长江经济带地区作为我国重要的农产品生产基地,在农业发展战略格局中占据着重要地位。但是近年来随着农业现代化的推进,区域内农业长期的粗放式发展使得其引致的生态环境问题日益显现,农业资源环境内源性污染压力巨大。在这一现实背景下,2021年中央一号文件再次指出要在长江经济带地区建设一批农业面源污染综合治理示范县,推进农业的绿色发展。尽管当前农业绿色发展得到了高度重视,但绿色农业的推进相对于传统农业在农业现代技术采用、生产投资、规模扩大等方面对资金的需求更大,单纯靠绿色农业自身难以完成资金积累循环供应,面临较大资金困难[1]。因而,发展绿色农业就必须解决“钱从哪来”的问题。为此,2021年中央一号文件要求强化农业农村优先发展投入保障,通过撬动金融资本参与,大力开展农户小额信用贷款、保单质押贷款、农机具和大棚设施抵押贷款业务。农业集约化和规模化经营的金融支持力度也在不断加强。农村金融为促进农地经营权抵押贷款、盘活土地资产、推动土地资源优化配置提供了出路。值得思考的是,农村金融、农地规模经营与农业绿色效率三者之间是否具有某种内在联系呢?农村金融是否可以通过农地规模经营间接影响农业绿色效率?农地规模经营对农业绿色效率的影响是否会因地区农村金融水平的不同而存在差异?本文致力于厘清其中的作用路径和内在机理,这对于转变传统农业生产方式、推动农业高质量发展具有重要意义。

* 任务要求:
请抄写上面关于长江经济带农业绿色发展的这段文字，从“长江经济带地区作为我国重要的”起，一直到“农业高质量发展具有重要意义。”为止，一字不改。

* 已保存的数据条目:
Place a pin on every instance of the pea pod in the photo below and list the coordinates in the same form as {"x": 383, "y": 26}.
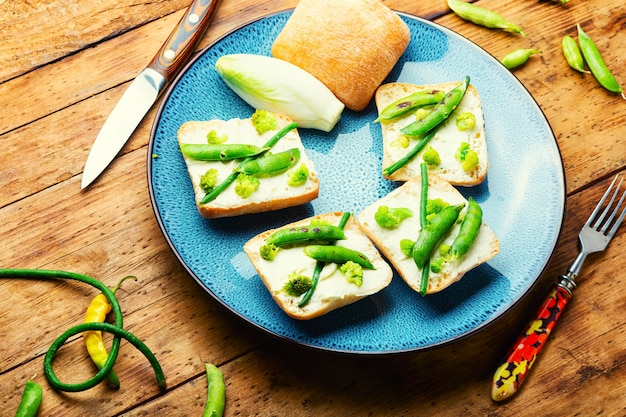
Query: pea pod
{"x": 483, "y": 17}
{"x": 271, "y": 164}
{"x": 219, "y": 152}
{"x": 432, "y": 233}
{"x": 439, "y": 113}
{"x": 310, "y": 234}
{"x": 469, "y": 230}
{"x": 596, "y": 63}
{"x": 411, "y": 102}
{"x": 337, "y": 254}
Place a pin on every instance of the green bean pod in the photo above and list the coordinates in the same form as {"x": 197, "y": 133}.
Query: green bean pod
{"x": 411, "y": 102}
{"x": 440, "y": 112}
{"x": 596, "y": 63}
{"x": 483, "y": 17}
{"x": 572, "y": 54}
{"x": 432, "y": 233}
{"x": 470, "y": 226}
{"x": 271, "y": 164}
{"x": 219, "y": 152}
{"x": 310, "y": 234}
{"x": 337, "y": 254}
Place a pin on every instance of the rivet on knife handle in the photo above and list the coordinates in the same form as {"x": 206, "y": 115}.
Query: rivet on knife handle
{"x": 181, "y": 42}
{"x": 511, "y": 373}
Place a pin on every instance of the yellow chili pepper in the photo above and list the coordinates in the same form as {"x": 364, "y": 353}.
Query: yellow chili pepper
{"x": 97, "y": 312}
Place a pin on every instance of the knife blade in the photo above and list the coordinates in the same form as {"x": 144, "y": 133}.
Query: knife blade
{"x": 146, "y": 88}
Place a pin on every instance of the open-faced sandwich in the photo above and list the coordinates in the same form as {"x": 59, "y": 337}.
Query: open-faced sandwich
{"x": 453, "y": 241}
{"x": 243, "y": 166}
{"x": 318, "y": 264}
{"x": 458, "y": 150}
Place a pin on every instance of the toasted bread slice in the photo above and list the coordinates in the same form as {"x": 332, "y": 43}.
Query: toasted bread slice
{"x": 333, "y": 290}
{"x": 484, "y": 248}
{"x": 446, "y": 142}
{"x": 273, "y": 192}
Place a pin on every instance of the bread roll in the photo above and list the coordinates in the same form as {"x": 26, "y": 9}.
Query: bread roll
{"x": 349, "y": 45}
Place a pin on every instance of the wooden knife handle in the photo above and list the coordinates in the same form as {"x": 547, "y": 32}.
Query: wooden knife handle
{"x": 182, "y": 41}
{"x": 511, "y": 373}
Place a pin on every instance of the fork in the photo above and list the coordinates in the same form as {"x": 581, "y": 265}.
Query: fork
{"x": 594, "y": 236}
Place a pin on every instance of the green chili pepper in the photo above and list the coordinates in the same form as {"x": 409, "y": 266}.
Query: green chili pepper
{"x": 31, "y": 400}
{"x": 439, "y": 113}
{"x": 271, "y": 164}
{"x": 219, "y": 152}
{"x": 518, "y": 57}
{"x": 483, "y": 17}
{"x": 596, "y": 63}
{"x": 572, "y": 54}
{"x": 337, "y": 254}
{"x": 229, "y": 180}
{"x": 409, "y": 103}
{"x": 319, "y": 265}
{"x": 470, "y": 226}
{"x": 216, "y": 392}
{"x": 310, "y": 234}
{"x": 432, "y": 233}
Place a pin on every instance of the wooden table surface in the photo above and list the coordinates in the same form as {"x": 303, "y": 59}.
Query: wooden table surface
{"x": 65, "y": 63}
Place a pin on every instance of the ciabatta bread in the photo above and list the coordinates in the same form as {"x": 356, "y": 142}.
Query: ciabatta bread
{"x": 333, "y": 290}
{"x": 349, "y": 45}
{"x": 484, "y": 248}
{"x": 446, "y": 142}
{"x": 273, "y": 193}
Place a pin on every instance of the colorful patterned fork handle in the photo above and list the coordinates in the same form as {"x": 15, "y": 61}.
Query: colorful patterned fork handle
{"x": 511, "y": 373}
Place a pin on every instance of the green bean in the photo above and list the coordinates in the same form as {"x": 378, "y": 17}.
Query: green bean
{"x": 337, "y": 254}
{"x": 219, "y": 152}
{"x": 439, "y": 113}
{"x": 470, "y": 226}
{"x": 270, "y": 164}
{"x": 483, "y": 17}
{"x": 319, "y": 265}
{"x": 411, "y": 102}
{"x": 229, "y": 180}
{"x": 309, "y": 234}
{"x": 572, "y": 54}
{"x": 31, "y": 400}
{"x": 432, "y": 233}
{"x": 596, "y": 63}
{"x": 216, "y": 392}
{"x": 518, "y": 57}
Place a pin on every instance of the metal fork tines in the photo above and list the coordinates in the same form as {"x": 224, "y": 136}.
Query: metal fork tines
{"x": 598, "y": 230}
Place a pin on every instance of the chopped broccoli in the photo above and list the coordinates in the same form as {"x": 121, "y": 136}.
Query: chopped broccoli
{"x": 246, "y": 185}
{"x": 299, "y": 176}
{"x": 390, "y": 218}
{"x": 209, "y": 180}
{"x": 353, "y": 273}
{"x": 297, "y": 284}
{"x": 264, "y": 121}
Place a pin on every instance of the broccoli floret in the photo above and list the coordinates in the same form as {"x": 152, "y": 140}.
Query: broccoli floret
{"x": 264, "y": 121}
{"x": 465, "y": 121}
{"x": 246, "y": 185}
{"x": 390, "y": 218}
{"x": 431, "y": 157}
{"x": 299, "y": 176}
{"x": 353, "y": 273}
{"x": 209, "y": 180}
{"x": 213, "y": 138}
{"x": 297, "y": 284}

* 参考解答:
长江经济带地区作为我国重要的农产品生产基地,在农业发展战略格局中占据着重要地位。但是近年来随着农业现代化的推进,区域内农业长期的粗放式发展使得其引致的生态环境问题日益显现,农业资源环境内源性污染压力巨大。在这一现实背景下,2021年中央一号文件再次指出要在长江经济带地区建设一批农业面源污染综合治理示范县,推进农业的绿色发展。尽管当前农业绿色发展得到了高度重视,但绿色农业的推进相对于传统农业在农业现代技术采用、生产投资、规模扩大等方面对资金的需求更大,单纯靠绿色农业自身难以完成资金积累循环供应,面临较大资金困难[1]。因而,发展绿色农业就必须解决“钱从哪来”的问题。为此,2021年中央一号文件要求强化农业农村优先发展投入保障,通过撬动金融资本参与,大力开展农户小额信用贷款、保单质押贷款、农机具和大棚设施抵押贷款业务。农业集约化和规模化经营的金融支持力度也在不断加强。农村金融为促进农地经营权抵押贷款、盘活土地资产、推动土地资源优化配置提供了出路。值得思考的是,农村金融、农地规模经营与农业绿色效率三者之间是否具有某种内在联系呢?农村金融是否可以通过农地规模经营间接影响农业绿色效率?农地规模经营对农业绿色效率的影响是否会因地区农村金融水平的不同而存在差异?本文致力于厘清其中的作用路径和内在机理,这对于转变传统农业生产方式、推动农业高质量发展具有重要意义。